# [Work required]
Count the lines in the data below that contain the word "woman", and reply with that number alone.

# [Working data]
+===+

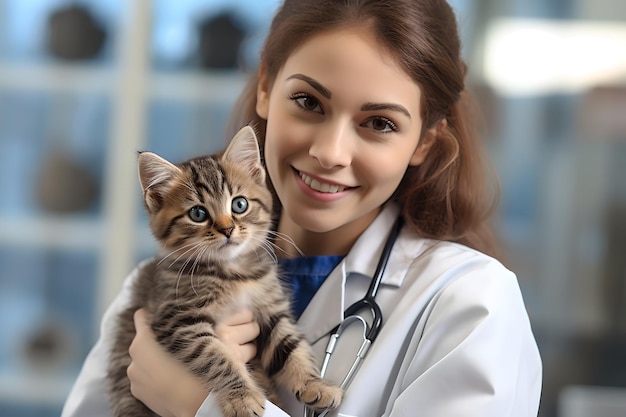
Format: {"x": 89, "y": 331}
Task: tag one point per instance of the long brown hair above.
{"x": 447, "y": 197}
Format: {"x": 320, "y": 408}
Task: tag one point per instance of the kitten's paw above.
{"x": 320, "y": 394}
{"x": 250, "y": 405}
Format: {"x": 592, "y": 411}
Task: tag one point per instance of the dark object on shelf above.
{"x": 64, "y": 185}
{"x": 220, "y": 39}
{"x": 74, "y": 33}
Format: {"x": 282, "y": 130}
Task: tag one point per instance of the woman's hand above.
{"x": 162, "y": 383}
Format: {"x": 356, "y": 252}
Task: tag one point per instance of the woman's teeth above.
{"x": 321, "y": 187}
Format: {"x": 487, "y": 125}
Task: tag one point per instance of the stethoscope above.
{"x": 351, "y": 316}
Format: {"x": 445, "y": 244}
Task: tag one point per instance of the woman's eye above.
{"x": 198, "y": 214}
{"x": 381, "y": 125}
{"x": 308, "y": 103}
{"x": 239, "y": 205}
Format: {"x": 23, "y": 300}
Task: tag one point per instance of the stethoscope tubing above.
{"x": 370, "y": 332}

+===+

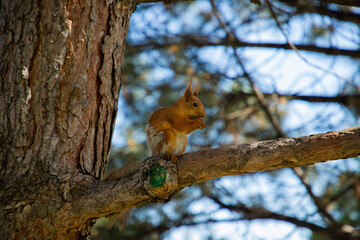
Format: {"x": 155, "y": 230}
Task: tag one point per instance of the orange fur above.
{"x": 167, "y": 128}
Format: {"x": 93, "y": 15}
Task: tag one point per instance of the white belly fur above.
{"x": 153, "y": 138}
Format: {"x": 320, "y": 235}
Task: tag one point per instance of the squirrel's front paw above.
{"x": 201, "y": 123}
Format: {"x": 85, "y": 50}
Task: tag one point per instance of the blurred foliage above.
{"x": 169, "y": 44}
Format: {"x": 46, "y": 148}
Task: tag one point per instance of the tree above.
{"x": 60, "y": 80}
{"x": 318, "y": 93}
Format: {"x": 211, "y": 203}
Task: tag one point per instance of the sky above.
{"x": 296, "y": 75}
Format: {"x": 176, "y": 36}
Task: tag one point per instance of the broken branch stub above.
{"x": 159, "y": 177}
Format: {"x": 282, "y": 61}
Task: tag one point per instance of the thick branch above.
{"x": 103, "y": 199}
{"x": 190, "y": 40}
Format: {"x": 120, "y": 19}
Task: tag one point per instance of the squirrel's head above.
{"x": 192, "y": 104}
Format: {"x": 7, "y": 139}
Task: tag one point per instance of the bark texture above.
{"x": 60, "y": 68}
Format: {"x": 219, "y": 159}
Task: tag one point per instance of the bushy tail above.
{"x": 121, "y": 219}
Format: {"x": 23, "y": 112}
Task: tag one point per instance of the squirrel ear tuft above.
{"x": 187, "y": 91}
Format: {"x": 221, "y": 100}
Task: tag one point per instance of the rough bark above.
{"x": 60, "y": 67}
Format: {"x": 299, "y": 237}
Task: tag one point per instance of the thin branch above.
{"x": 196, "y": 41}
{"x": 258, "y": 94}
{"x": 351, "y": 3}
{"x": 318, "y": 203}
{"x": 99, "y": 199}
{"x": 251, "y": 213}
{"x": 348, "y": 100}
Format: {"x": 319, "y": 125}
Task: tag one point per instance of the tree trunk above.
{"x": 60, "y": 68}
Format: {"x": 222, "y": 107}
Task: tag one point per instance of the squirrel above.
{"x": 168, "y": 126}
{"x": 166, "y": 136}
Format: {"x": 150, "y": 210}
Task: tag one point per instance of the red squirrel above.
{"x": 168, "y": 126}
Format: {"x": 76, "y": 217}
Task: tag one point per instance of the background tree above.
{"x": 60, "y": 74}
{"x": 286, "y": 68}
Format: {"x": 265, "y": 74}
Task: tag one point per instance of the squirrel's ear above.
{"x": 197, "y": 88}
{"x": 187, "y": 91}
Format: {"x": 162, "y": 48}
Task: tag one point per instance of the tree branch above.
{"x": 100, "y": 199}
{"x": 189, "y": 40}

+===+

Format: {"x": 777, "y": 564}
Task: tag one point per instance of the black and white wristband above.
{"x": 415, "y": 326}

+===+

# [Exercise solution]
3